# Task to complete:
Transcribe exactly the lines starting at the one that contains "Target: straw piece" and ending at the one that contains "(1064, 167)", including both of those lines.

# Records excerpted from a collection:
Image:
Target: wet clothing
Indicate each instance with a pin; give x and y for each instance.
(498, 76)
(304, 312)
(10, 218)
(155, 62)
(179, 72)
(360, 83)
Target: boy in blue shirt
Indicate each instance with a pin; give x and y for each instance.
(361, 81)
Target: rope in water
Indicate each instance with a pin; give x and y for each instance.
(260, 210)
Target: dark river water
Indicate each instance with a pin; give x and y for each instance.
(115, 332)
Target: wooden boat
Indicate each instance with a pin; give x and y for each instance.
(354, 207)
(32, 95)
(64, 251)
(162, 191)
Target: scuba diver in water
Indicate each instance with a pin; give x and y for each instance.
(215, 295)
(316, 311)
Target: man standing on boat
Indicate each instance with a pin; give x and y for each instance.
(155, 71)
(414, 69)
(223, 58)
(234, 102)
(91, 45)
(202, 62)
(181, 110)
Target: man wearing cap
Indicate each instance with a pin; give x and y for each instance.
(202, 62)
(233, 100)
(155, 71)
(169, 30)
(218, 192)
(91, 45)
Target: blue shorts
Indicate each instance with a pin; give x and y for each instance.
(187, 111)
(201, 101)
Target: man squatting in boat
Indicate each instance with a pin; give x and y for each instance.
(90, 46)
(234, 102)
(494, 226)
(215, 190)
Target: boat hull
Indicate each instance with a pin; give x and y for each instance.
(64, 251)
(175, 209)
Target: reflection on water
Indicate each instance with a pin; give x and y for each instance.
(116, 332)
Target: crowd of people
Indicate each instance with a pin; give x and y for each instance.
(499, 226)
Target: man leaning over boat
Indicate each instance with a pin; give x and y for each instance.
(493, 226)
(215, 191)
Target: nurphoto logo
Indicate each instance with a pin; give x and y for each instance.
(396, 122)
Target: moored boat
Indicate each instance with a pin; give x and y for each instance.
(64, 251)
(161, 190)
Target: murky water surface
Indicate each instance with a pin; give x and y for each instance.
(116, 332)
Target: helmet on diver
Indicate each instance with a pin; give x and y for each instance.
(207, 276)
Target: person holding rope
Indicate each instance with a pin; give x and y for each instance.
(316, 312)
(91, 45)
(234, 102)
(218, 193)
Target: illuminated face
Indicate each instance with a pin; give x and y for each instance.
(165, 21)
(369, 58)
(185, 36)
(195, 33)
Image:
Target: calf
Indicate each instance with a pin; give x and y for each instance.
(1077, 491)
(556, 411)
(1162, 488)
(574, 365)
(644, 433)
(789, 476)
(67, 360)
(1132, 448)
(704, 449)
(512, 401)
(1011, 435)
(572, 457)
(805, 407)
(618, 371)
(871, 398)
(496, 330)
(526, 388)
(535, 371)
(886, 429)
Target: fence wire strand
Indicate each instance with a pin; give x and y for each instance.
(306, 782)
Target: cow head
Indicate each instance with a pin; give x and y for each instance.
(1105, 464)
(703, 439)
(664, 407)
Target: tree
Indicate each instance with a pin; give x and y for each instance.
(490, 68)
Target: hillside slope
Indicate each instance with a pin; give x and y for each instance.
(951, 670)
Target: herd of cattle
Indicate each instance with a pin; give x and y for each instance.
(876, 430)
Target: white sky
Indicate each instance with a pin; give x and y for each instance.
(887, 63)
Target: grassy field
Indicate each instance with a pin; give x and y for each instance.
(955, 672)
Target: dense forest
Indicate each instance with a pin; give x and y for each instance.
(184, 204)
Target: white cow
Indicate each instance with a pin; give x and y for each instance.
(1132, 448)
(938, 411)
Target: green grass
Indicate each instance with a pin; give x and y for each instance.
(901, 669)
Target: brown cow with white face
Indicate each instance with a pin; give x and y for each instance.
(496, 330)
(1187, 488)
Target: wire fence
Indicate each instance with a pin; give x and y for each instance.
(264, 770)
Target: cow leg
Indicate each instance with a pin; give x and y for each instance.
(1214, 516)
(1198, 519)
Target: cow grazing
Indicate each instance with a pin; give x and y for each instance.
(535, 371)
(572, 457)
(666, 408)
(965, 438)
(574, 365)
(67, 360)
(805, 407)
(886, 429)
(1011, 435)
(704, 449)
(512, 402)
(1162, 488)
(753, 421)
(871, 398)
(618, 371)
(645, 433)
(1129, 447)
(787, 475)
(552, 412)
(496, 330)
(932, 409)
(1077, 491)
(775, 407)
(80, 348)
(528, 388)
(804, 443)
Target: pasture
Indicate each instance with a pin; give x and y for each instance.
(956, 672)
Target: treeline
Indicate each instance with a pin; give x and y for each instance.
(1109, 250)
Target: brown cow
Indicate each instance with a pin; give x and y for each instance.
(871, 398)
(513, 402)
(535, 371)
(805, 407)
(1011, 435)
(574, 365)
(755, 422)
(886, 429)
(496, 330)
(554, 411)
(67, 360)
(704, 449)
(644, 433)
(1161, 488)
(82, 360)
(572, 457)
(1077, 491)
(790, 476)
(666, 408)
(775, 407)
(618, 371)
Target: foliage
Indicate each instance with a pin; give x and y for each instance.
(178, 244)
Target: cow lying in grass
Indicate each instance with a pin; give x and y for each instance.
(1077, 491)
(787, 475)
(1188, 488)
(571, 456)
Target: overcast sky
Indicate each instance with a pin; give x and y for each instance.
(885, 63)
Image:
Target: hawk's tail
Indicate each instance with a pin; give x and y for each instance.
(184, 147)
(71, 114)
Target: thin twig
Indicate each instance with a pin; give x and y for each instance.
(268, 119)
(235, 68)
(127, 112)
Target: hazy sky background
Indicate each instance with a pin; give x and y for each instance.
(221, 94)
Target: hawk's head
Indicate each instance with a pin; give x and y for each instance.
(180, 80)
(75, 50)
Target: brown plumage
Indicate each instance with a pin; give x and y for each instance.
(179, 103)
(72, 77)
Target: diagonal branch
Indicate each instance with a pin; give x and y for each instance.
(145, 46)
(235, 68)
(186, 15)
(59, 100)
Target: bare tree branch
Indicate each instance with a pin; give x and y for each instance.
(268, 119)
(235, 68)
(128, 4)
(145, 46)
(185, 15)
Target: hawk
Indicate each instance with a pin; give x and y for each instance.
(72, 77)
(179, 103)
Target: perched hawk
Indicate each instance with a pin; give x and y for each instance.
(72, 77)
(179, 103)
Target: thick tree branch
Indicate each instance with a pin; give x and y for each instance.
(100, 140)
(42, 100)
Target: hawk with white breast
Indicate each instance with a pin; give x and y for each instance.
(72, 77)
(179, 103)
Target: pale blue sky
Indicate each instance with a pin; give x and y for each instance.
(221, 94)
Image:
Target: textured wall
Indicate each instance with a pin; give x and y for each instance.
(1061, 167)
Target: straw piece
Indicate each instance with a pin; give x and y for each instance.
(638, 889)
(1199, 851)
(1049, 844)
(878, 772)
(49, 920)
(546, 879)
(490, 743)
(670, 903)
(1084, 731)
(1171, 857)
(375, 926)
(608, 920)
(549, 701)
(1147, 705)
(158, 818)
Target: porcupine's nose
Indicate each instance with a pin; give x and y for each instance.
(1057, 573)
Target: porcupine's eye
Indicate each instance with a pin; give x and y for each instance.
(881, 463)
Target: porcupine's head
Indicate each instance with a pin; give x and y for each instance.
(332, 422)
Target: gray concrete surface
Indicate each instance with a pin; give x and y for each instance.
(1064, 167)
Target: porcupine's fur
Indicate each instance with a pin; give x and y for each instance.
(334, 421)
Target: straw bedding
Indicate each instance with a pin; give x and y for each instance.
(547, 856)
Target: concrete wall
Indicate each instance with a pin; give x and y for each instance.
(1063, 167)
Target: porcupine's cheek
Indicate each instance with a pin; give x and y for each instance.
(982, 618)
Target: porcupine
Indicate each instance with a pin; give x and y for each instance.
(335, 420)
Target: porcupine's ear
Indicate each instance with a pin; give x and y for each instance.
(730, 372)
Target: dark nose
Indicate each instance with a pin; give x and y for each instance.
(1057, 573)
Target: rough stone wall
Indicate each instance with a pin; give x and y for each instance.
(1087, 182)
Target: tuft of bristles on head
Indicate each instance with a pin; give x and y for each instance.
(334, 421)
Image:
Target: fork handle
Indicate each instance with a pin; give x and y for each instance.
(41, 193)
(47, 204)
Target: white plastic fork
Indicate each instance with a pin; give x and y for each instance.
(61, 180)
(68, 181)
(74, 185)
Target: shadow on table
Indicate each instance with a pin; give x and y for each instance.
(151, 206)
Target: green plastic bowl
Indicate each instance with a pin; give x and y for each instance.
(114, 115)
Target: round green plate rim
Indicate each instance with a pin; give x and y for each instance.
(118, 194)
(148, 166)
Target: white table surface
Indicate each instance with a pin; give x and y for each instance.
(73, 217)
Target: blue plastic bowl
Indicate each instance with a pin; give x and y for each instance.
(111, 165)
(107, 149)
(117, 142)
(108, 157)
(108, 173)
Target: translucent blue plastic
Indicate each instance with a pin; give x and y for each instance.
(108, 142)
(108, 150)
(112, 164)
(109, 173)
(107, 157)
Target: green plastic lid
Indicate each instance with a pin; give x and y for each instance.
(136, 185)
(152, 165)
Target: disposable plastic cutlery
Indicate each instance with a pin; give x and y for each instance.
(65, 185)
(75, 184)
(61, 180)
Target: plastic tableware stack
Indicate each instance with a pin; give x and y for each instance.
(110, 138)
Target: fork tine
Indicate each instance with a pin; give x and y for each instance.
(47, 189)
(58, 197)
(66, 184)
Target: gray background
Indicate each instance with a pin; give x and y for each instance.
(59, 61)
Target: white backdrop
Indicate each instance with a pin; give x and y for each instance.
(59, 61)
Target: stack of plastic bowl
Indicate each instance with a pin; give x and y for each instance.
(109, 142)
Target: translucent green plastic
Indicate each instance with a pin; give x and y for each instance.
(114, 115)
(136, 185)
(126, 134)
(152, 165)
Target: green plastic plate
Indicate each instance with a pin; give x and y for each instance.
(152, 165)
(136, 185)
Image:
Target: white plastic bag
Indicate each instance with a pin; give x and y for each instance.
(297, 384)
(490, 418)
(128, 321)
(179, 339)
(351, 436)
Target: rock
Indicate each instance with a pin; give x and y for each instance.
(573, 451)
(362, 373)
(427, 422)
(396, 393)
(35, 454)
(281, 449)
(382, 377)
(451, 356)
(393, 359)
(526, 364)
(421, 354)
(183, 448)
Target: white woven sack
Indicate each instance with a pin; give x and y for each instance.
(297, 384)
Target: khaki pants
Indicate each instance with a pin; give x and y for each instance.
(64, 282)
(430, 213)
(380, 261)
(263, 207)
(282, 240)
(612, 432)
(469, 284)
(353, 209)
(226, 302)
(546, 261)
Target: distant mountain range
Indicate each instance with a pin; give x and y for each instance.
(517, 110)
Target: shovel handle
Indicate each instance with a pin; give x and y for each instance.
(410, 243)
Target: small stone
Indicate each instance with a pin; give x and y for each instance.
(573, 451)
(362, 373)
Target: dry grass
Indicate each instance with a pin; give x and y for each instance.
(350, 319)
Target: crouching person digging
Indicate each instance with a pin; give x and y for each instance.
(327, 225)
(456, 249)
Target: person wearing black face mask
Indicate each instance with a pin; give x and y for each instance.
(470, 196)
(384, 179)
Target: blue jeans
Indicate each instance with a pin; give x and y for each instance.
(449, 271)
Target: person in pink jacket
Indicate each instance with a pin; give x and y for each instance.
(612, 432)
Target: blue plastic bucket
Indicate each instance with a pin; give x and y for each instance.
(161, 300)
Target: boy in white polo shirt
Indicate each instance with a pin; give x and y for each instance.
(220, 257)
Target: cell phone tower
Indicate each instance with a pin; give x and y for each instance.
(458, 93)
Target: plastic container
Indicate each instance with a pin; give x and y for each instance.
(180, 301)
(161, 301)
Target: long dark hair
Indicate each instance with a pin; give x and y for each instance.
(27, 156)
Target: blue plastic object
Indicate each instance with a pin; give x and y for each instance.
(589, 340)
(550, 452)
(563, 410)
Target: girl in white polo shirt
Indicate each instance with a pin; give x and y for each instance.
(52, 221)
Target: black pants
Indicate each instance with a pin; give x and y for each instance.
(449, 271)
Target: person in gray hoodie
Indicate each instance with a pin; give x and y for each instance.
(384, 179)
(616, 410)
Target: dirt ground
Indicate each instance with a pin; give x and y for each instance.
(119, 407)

# Solution for this exercise:
Target: straw piece
Indicate each instance with a pin; give x and y for each instance.
(638, 889)
(1199, 851)
(1049, 844)
(878, 772)
(49, 920)
(546, 879)
(490, 743)
(670, 903)
(1084, 731)
(1171, 857)
(375, 926)
(608, 920)
(549, 701)
(1147, 705)
(158, 818)
Target: porcupine's nose
Indicate each instance with a pin; give x and y for each instance.
(1057, 573)
Target: porcupine's eye
Indicate each instance with a pin; give x and y for each instance.
(881, 463)
Target: porcupine's head
Indicate each instance with a pin; give x and y for each instance.
(332, 422)
Target: gray concrete surface
Indicate each instance with a pin; give x and y for each instance.
(1064, 167)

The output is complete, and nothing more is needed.